• [Task description]:
Please give the data below again in full, exactly as it stands.

[Stored data entries]
※

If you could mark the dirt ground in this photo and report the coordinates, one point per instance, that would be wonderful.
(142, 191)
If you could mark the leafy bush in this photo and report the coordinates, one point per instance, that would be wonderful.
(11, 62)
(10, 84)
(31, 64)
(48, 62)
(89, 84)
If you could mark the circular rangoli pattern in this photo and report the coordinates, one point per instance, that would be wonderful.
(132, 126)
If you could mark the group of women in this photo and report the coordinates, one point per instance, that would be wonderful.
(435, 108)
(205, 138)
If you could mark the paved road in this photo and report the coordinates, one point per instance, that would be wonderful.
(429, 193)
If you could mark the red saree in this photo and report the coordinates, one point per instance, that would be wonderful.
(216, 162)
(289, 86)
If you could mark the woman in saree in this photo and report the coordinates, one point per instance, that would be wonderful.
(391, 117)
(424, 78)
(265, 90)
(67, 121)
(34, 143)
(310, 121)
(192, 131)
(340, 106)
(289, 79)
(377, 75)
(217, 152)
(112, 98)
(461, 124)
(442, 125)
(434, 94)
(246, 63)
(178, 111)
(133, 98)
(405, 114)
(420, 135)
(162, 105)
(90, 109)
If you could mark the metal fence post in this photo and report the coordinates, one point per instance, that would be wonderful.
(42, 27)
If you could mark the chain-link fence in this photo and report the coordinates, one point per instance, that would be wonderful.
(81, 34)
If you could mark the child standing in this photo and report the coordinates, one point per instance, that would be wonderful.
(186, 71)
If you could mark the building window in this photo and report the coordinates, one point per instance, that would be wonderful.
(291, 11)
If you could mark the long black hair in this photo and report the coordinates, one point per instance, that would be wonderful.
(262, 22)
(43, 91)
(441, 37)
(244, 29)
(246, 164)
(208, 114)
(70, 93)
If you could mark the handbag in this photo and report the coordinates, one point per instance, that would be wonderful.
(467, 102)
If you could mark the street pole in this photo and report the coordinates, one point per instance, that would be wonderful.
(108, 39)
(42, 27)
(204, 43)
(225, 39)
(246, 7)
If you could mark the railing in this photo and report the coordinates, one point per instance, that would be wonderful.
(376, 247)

※

• [Task solution]:
If you could mark the dirt ground in this photo and report the coordinates, one point per instance, that would be wonderful.
(142, 191)
If you could mark the leafy bush in this photo and report the coordinates, one point per instance, that would be wonderful.
(11, 62)
(10, 84)
(31, 64)
(48, 62)
(89, 84)
If you could mark the circular rangoli pattern in this photo and report the coordinates, one point per instance, that would be wonderful.
(132, 126)
If you could mark the group of women in this photo and report the coordinates, one point per instance, that would be wonderful.
(435, 108)
(205, 138)
If you could mark the paved road in this photo and report the coordinates, one point per instance, that would be wonderful.
(429, 193)
If you could mark the red saree in this photo and report the coordinates, one point per instance, that would be wonderful.
(216, 162)
(289, 86)
If you could mark the woman in saree in this photo and report the coordinates, one point per instance, that would be wonderful.
(391, 117)
(424, 78)
(265, 90)
(67, 121)
(34, 143)
(310, 121)
(192, 131)
(340, 106)
(289, 79)
(377, 75)
(217, 152)
(112, 98)
(461, 124)
(442, 125)
(434, 94)
(246, 63)
(178, 111)
(133, 98)
(405, 114)
(420, 135)
(162, 105)
(90, 109)
If you could mark the metal fence post in this photo and report the coordinates, one point per instance, that would be wonderful.
(42, 27)
If you could mark the chain-link fence in this photo and report the coordinates, one point per instance, that would be wonderful.
(81, 34)
If you could mark the child standing in this photo and report the coordinates, one point per instance, that would be wonderful.
(186, 71)
If you could mark the building window in this photo and report the coordinates, one point per instance, that would be wonderful.
(291, 11)
If you could mark the long black hair in this photo and report the coordinates, one point per instance, that would be wonderful.
(262, 22)
(43, 91)
(441, 37)
(244, 29)
(246, 164)
(208, 114)
(70, 93)
If you could mark the handbag in this photo and report the coordinates, one point per instance, that would be wonderful.
(467, 102)
If you could mark the street pole in this photo and report the coordinates, one point per instance, that would be wonderful.
(108, 39)
(42, 27)
(204, 43)
(225, 39)
(246, 7)
If you could mark the railing in this photo and report the coordinates, one point per instance, that would be wonderful.
(376, 247)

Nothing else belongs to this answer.